### [WHAT TO PRODUCE]
Count the lines in the records below that contain the string "center". Case counts, and the answer is only the number.

>> begin ITEMS

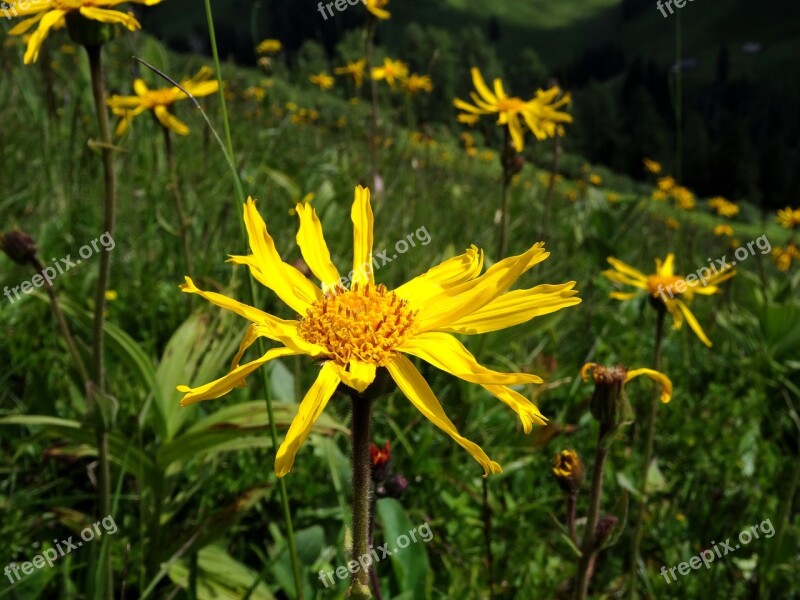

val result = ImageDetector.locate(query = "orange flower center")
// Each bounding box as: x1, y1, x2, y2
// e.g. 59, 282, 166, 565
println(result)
298, 284, 416, 366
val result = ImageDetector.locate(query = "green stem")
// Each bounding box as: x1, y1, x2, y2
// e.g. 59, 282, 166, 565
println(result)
85, 46, 117, 599
574, 424, 608, 600
628, 302, 667, 600
204, 0, 303, 598
348, 393, 372, 600
161, 125, 194, 277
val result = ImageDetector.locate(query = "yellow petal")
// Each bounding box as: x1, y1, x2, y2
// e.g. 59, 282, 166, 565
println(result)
275, 362, 340, 477
483, 385, 547, 433
23, 10, 67, 65
350, 185, 375, 288
244, 198, 322, 315
625, 369, 672, 403
153, 106, 189, 135
415, 243, 549, 332
295, 202, 339, 292
440, 281, 581, 335
676, 300, 713, 348
177, 348, 297, 406
386, 354, 503, 477
80, 6, 142, 31
394, 246, 483, 306
397, 331, 542, 385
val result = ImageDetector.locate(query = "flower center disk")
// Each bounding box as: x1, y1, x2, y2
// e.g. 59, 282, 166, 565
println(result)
298, 284, 416, 366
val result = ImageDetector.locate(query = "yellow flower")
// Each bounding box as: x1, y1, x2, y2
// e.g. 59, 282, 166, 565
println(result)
256, 39, 283, 54
642, 158, 661, 175
3, 0, 161, 65
333, 58, 367, 88
108, 67, 219, 136
178, 186, 580, 477
603, 254, 736, 346
708, 196, 739, 217
372, 58, 408, 89
714, 223, 733, 237
361, 0, 392, 19
400, 73, 433, 96
581, 363, 672, 404
453, 67, 572, 152
775, 206, 800, 229
308, 73, 333, 90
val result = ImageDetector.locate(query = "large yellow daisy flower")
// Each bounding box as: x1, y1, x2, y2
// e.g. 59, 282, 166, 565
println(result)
453, 67, 572, 152
603, 254, 736, 346
178, 186, 580, 477
3, 0, 161, 65
108, 67, 219, 135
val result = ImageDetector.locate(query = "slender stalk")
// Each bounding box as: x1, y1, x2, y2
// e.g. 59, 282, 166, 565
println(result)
85, 46, 117, 599
574, 424, 608, 600
348, 393, 372, 600
161, 125, 194, 277
204, 0, 303, 598
628, 302, 667, 600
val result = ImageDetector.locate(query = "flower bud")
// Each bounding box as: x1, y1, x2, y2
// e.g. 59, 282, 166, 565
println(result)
553, 450, 584, 495
0, 230, 36, 265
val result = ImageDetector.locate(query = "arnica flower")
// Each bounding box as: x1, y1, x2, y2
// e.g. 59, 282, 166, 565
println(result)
400, 73, 433, 96
775, 206, 800, 229
603, 254, 736, 347
453, 67, 572, 152
708, 196, 739, 217
333, 58, 367, 88
642, 158, 661, 175
553, 450, 584, 495
308, 73, 333, 90
256, 39, 283, 54
362, 0, 392, 20
108, 67, 219, 136
3, 0, 161, 65
714, 223, 733, 237
178, 186, 580, 477
372, 58, 408, 89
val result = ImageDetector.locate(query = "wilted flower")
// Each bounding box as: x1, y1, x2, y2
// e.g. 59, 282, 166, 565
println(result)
108, 67, 219, 135
178, 187, 580, 477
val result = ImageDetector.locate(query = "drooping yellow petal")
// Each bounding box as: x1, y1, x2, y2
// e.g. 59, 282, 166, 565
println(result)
414, 243, 549, 332
241, 198, 322, 315
483, 385, 547, 433
394, 246, 483, 306
386, 354, 503, 477
153, 106, 189, 135
625, 369, 672, 404
439, 281, 581, 335
295, 202, 339, 292
275, 362, 341, 477
177, 348, 297, 406
676, 300, 713, 348
350, 185, 375, 288
397, 331, 542, 385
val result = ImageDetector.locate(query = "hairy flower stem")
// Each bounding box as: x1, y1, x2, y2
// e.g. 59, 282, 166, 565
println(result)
574, 423, 609, 600
348, 393, 373, 600
85, 46, 117, 598
161, 125, 194, 277
203, 0, 304, 598
628, 302, 667, 600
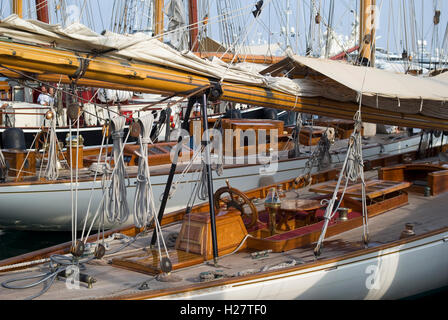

>> end ITEMS

### [ANSWER TO THIS TASK]
2